Nifty and Sensex Close Lower Amid Mixed Trends
In the stock market update, the domestic market closed in the red on Monday, December 16, as key indices registered declines after a choppy trading session. The Nifty 50 ended 0.4% lower at 24,668.25, down from its previous close of 24,768.30. Similarly, the BSE Sensex dropped 0.47%, closing at 81,748.57 compared to 82,133.12 in the previous session. The markets were weighed down by a sharp sell-off in IT and financial stocks, which erased gains led earlier in the day by Pharma and PSU stocks.
Market experts maintain a positive outlook despite the sluggish movement. Analysts highlight that the Nifty index faces resistance at 24,800, and a decisive breakout above this level could drive further gains. On the downside, key support for the index stands at 24,500 points. For Bank Nifty, which closed near 53,600, experts suggest a breakout above 53,900 could signal an upward move, while support remains strong at 52,600 points. Overall, analysts emphasize that maintaining these levels will be crucial for the market to sustain its bullish sentiment.
□ □ □ □
### [Work instructions]
1) Quote the market update word for word, starting at "Market experts maintain" and ending at "its bullish sentiment.".
2) According to the market update, at what level did the BSE Sensex close on December 16?
3) Based on the market update, why did the key indices end the session lower even though some sectors had gained earlier in the day?
The data that come next are from a separate source and are unrelated to the market update.

### [Information provided]
□ □ □ □
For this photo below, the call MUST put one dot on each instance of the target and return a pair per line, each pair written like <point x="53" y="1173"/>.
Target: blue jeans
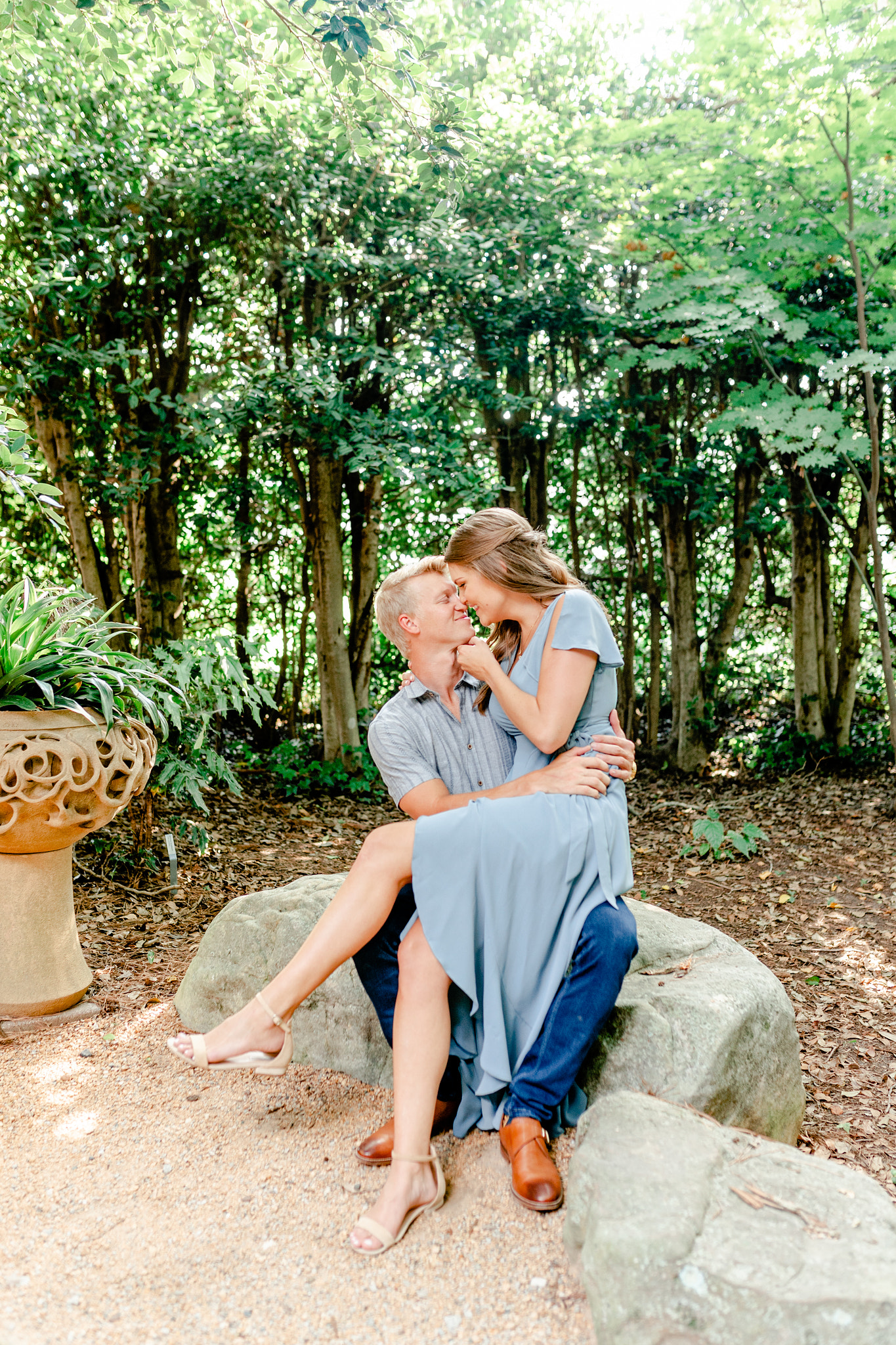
<point x="580" y="1011"/>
□ □ □ □
### [Responses to the exercise]
1)
Market experts maintain a positive outlook despite the sluggish movement. Analysts highlight that the Nifty index faces resistance at 24,800, and a decisive breakout above this level could drive further gains. On the downside, key support for the index stands at 24,500 points. For Bank Nifty, which closed near 53,600, experts suggest a breakout above 53,900 could signal an upward move, while support remains strong at 52,600 points. Overall, analysts emphasize that maintaining these levels will be crucial for the market to sustain its bullish sentiment.

2) 81,748.57

3) A sharp sell-off in IT and financial stocks weighed down the markets. It erased the gains that Pharma and PSU stocks had led earlier in the day.